[Start of Dataset content]

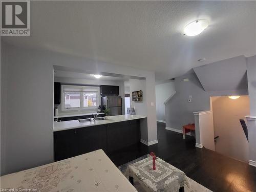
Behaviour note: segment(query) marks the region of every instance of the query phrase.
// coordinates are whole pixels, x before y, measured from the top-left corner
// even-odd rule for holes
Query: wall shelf
[[[142,102],[143,94],[142,91],[133,91],[133,101],[135,102]]]

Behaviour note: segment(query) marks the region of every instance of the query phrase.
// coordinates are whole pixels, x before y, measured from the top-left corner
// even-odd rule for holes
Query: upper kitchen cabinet
[[[60,104],[60,83],[54,82],[54,104]]]
[[[112,86],[100,86],[100,94],[101,96],[119,95],[119,87]]]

[End of Dataset content]

**Aim of the task**. Write out all of the entries above again with "wall shelf" swapped for "floating shelf" and nothing else changed. Omit the pictures.

**The result**.
Behaviour note: segment(query) marks the region of every instance of the query phrase.
// coordinates are whole pixels, x before y, measured from the top-left corner
// even-odd rule for holes
Query: floating shelf
[[[142,102],[143,94],[142,91],[133,91],[133,101],[135,102]]]

Behaviour note: segment(query) marks the region of every instance of the query phrase.
// coordinates are whole pixels, x before y, measured from the top-left corner
// even-odd rule for holes
Query: upper kitchen cabinet
[[[60,104],[60,83],[54,82],[54,104]]]
[[[112,86],[100,86],[100,94],[101,96],[119,95],[119,87]]]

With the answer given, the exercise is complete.